Write what comes next in the comment thread below about the people who stayed through the hurricane, starting after its final sentence.

§ Supplied text
════════════════
That is one of the best explanations I have read on the subject.

At 2:50 PM, Anonymous Jimr said...

Wow Kenny, this sounds a lot like the Bill O’Reilly commentary a few nights ago. “Don’t count on your government, they can’t help you. You can only help yourself by getting (an expensive) education, and pulling yourself up by your own bootstraps.” Like that helps people down and out with nothing but the shirts on their backs. The people who stayed were disproportionately poor, and for many reasons did not leave. While I agree that there was ample time to get out, the people that stayed were not USELESS, but overlooked. How does someone leave, when they have no car, no credit card, no family to go to? A lot of them went to the superdome - a place designated as a safe refuge. A lot of people who stayed did not anticipate needing to be rescued, based on previous experience. I heard all to often, “I survived a hurricane before, I can do it again.” I think it is unfair to categorically characterize those that stayed as witless and unprepared.

At 3:21 PM, Blogger Ken Pierce said...
════════════════
§ Extracted records
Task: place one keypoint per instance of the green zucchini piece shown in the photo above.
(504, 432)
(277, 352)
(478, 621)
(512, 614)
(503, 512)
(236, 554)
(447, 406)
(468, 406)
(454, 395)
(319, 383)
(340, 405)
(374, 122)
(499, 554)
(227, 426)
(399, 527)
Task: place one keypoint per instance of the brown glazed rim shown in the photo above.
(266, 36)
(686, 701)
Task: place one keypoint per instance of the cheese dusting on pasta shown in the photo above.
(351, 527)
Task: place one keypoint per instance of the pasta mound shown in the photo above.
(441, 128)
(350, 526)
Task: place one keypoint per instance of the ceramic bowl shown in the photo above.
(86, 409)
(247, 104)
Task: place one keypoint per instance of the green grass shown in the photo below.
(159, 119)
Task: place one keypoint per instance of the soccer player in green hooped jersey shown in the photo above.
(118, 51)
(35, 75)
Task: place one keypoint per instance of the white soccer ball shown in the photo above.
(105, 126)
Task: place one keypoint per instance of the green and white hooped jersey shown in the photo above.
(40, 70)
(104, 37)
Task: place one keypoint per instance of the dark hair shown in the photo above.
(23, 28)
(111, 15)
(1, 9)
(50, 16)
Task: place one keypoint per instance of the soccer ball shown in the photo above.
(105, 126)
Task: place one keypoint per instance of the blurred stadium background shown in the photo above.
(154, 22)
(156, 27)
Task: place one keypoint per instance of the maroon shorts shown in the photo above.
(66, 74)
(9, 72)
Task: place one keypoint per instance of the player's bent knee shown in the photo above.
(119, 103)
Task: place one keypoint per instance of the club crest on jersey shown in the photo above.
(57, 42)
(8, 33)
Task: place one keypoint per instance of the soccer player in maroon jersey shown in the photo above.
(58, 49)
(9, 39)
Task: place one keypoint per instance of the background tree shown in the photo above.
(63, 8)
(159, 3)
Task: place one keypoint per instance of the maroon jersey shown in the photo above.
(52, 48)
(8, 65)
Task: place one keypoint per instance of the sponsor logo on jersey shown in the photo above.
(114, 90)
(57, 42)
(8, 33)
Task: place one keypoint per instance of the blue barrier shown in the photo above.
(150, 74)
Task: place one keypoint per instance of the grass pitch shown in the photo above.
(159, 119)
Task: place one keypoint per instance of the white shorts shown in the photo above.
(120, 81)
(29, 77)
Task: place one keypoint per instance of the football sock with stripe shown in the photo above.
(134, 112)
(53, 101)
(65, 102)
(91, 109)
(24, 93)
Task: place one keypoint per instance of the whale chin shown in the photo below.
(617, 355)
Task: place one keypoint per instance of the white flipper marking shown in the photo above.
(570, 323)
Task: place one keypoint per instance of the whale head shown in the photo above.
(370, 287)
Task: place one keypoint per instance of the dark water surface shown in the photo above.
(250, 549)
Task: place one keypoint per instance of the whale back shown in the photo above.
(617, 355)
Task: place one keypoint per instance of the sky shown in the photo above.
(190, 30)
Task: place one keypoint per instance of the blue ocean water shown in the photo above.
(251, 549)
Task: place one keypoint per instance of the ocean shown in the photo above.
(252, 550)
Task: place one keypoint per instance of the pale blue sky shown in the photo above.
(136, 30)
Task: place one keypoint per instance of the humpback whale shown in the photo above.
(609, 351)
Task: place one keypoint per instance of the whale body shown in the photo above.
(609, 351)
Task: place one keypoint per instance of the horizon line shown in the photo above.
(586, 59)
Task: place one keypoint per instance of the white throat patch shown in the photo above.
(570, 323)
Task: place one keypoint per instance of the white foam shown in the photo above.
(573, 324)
════════════════
§ Written response
Well, I probably didn't make the P.S. emphatic enough; it was meant to make clear that I wasn't categorically characterizing those that stayed as witless and unprepared. I was just trying to say that the mix in New Orleans was more lacking in rise-to-the-challenge types than one ordinarily sees in a disaster, because such people disproportionately rose to the challenge of getting their families out of town before landfall.

At 4:22 PM, Anonymous Jimr said...

I tried to send this via e-mail but for some reason it bounced. Kenny,

Here is one more refutation of your comments about New Orleans people not rising to the challenge. I think more often then not, the media focused
on the tragedy, and not the heroic efforts of people who were truly first responders. I agree that a lot of people left probably would have also been in the rise to the challenge types then many who stayed.

By the way, how are the new additions to the family? I hope they are OK in Kaz, and able to come home soon.


Jim R.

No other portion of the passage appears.